▶ [OBJECTIVE] Can you turn all the items below into a Markdown table with the columns "Row" and "Line", giving each line its row number and skipping any blank lines?

=== DATASET ===

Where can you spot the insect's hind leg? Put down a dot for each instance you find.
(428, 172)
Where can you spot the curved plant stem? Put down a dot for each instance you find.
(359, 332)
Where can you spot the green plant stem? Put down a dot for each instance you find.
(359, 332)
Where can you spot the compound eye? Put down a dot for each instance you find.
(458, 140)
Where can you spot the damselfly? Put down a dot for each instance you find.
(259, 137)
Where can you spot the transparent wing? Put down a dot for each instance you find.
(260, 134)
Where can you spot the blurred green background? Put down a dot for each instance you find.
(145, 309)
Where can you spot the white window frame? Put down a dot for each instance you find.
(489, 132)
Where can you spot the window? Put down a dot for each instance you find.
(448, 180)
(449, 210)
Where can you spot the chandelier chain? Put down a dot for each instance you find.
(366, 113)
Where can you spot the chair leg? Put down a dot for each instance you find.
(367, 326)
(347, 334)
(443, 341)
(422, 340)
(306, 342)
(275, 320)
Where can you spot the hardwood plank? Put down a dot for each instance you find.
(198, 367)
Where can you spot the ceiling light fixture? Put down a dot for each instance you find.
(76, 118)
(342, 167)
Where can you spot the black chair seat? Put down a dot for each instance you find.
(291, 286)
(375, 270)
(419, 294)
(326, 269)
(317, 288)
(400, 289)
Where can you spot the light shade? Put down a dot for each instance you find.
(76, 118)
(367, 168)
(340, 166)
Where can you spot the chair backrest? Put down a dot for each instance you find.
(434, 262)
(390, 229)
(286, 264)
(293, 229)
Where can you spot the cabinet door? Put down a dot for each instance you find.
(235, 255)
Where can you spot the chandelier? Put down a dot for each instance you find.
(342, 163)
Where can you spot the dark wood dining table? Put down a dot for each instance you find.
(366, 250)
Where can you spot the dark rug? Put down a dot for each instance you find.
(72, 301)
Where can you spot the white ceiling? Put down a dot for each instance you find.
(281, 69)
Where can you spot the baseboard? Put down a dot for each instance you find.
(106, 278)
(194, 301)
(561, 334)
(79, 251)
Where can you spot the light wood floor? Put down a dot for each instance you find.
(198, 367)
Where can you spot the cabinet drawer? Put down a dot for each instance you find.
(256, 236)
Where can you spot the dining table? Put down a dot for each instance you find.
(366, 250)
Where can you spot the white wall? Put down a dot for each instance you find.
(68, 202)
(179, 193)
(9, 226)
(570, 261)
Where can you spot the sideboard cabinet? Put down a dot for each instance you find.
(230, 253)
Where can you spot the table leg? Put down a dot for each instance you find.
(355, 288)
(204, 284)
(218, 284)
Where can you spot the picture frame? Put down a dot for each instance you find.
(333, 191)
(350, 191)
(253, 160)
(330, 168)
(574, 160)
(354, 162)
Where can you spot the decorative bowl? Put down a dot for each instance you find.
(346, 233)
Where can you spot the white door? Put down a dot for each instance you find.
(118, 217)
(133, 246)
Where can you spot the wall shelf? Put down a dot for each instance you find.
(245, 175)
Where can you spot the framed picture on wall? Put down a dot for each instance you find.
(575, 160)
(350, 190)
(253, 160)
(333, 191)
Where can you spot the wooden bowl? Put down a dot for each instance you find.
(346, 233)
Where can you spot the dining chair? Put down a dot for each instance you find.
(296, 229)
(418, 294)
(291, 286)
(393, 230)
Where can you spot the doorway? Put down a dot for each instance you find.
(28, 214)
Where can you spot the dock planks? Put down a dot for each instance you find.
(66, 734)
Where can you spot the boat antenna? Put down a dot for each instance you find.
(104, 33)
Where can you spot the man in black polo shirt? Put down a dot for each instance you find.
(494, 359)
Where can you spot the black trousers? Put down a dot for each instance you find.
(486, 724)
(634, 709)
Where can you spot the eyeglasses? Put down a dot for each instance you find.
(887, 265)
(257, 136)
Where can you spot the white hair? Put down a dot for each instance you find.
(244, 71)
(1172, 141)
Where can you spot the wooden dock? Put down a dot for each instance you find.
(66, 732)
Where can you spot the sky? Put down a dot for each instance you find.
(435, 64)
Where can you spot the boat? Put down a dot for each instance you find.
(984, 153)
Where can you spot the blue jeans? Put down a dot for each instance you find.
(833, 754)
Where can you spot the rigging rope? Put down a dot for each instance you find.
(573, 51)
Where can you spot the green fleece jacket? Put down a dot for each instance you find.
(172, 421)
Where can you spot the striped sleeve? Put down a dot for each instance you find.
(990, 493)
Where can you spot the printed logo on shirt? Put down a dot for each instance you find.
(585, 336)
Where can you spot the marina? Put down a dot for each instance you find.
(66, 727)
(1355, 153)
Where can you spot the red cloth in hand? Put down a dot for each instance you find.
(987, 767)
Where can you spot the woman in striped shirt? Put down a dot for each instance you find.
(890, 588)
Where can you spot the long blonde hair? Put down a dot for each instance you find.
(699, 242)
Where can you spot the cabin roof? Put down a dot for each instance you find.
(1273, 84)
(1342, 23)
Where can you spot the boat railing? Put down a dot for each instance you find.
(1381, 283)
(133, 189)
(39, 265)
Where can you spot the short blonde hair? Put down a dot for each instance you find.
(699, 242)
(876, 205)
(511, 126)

===

▶ [THE COMPLETED TASK]
| Row | Line |
|---|---|
| 1 | Where can you spot the insect's hind leg? Put down a dot for each instance you find. |
| 2 | (428, 172) |
| 3 | Where can you spot the curved plant stem? Put down a dot for each instance you find. |
| 4 | (359, 332) |
| 5 | Where can you spot the green plant stem? Put down a dot for each instance you find. |
| 6 | (359, 332) |
| 7 | Where can you spot the compound eye? Put down a dot for each instance you find. |
| 8 | (458, 140) |
| 9 | Where can you spot the damselfly? Put down a dot for each instance you find. |
| 10 | (259, 137) |
| 11 | Where can you spot the transparent wing? Put down a dot for each instance you find. |
| 12 | (260, 134) |
| 13 | Where can you spot the blurred green background? Put down a dot for each instance you find. |
| 14 | (145, 309) |
| 15 | Where can you spot the white window frame? Put down a dot for each instance you find. |
| 16 | (489, 132) |
| 17 | Where can you spot the window? Put down a dot for each instance you find. |
| 18 | (448, 180) |
| 19 | (449, 210) |
| 20 | Where can you spot the chandelier chain? Put down a dot for each instance you find. |
| 21 | (366, 113) |
| 22 | Where can you spot the chair leg? Put down a dot for each instance you find. |
| 23 | (367, 326) |
| 24 | (347, 334) |
| 25 | (443, 341) |
| 26 | (422, 340) |
| 27 | (306, 342) |
| 28 | (275, 320) |
| 29 | Where can you spot the hardwood plank? Put down a dot for each instance you find. |
| 30 | (198, 367) |
| 31 | Where can you spot the ceiling light fixture? Put down a dot for each instance you find. |
| 32 | (76, 118) |
| 33 | (342, 167) |
| 34 | Where can you spot the black chair seat? Put down a dot for each instance you find. |
| 35 | (291, 286) |
| 36 | (375, 270) |
| 37 | (419, 294) |
| 38 | (326, 269) |
| 39 | (317, 288) |
| 40 | (400, 289) |
| 41 | Where can you spot the light shade? Put down a dot for each instance you find. |
| 42 | (76, 118) |
| 43 | (367, 168) |
| 44 | (340, 166) |
| 45 | Where can you spot the chair backrest? Put down a dot for each instance you find. |
| 46 | (434, 262) |
| 47 | (390, 229) |
| 48 | (286, 264) |
| 49 | (293, 229) |
| 50 | Where can you spot the cabinet door? Put down a dot for each instance you find. |
| 51 | (235, 255) |
| 52 | Where can you spot the chandelier? Put down a dot for each instance you find. |
| 53 | (342, 163) |
| 54 | Where can you spot the dark wood dining table? Put down a dot for each instance you find. |
| 55 | (366, 250) |
| 56 | Where can you spot the dark rug? Put down a dot for each instance you find. |
| 57 | (72, 301) |
| 58 | Where can you spot the white ceiling? Put down a dot for each instance you find. |
| 59 | (281, 69) |
| 60 | Where can you spot the baseboard? Put down a dot for each instance you find. |
| 61 | (106, 278) |
| 62 | (194, 301) |
| 63 | (561, 334) |
| 64 | (79, 251) |
| 65 | Where can you spot the light wood floor? Put down a dot for each instance you find. |
| 66 | (198, 367) |
| 67 | Where can you spot the cabinet drawer? Put down a dot for each instance you find. |
| 68 | (256, 236) |
| 69 | Where can you spot the dining table? Put down a dot for each instance you find. |
| 70 | (366, 250) |
| 71 | Where can you spot the white wall? Put down a dot for each instance you find. |
| 72 | (68, 202) |
| 73 | (179, 193) |
| 74 | (9, 226) |
| 75 | (570, 261) |
| 76 | Where can you spot the sideboard cabinet? Put down a dot for each instance you find. |
| 77 | (230, 253) |
| 78 | Where can you spot the table leg? Put down a dot for each instance you find. |
| 79 | (355, 288) |
| 80 | (204, 284) |
| 81 | (218, 284) |
| 82 | Where can you spot the picture frame? Put down a dot for each instance you find. |
| 83 | (333, 191) |
| 84 | (350, 191) |
| 85 | (253, 160) |
| 86 | (330, 168) |
| 87 | (574, 160) |
| 88 | (354, 162) |
| 89 | Where can you spot the decorative bowl? Put down a dot for each instance you find. |
| 90 | (346, 233) |
| 91 | Where can you spot the white door? Put down a dot for each instance you find. |
| 92 | (118, 217) |
| 93 | (133, 246) |
| 94 | Where can you spot the wall shelf? Put down a dot for each instance you find. |
| 95 | (245, 175) |
| 96 | Where can you spot the framed picture on wall? Put down a dot for each instance you find. |
| 97 | (575, 160) |
| 98 | (350, 190) |
| 99 | (253, 160) |
| 100 | (333, 191) |
| 101 | Where can you spot the wooden bowl? Put down a dot for each instance you find. |
| 102 | (346, 233) |
| 103 | Where can you spot the dining chair? Put down a dot for each instance you find. |
| 104 | (296, 229) |
| 105 | (418, 294) |
| 106 | (291, 286) |
| 107 | (393, 230) |
| 108 | Where can you spot the doorway? Put down a dot for each instance you find. |
| 109 | (28, 214) |
| 110 | Where can you spot the dock planks? Put down a dot for each instance you find. |
| 111 | (66, 734) |
| 112 | Where can you spot the boat antenna? Put down a dot for each instance you find. |
| 113 | (104, 33) |
| 114 | Where can you spot the man in black polo shirt? Put down a dot for each instance you find. |
| 115 | (494, 359) |
| 116 | Where can you spot the black trousers? Put down a dot for each instance you find. |
| 117 | (486, 724) |
| 118 | (634, 709) |
| 119 | Where can you spot the eyeglasses? Put down a dot for each instance you find. |
| 120 | (887, 265) |
| 121 | (257, 136) |
| 122 | Where can you spot the white hair? Put down a dot for each instance you find. |
| 123 | (244, 71) |
| 124 | (1172, 141) |
| 125 | Where can you spot the wooden dock? Put down a dot for each instance you find. |
| 126 | (66, 732) |
| 127 | Where can you spot the sky? Put down a dot for each instance you find. |
| 128 | (435, 64) |
| 129 | Where can you spot the boat? Put down a dot for each instance you find. |
| 130 | (984, 153) |
| 131 | Where can you spot the blue jeans? Put down a dot for each instance you find. |
| 132 | (833, 754) |
| 133 | Where can you spot the rigging rope? Put down a dot for each instance you find. |
| 134 | (573, 51) |
| 135 | Where can you spot the green fleece jacket? Put down a dot for each instance you find. |
| 136 | (172, 421) |
| 137 | Where can you spot the striped sleeve? Put down a dot for each instance you find. |
| 138 | (990, 493) |
| 139 | Where can you spot the printed logo on shirt? Put down a dot for each instance you find. |
| 140 | (585, 336) |
| 141 | Where can you spot the marina? Put down a dot for each instance you find. |
| 142 | (66, 727) |
| 143 | (1355, 153) |
| 144 | Where can you spot the red cloth in hand? Put down a dot for each instance you find. |
| 145 | (987, 767) |
| 146 | Where can you spot the woman in striped shirt? Put down a dot for each instance you find. |
| 147 | (890, 588) |
| 148 | Where can you spot the long blonde hair? Put down a dot for each instance you find. |
| 149 | (699, 242) |
| 150 | Where can you spot the cabin roof? Put down a dot for each instance you find. |
| 151 | (1273, 84) |
| 152 | (1342, 23) |
| 153 | Where can you spot the boat railing? Put down a dot for each instance you find. |
| 154 | (1381, 283) |
| 155 | (133, 189) |
| 156 | (39, 265) |
| 157 | Where can you spot the short blonde hair? Put down a dot for each instance you find. |
| 158 | (699, 242) |
| 159 | (876, 205) |
| 160 | (511, 126) |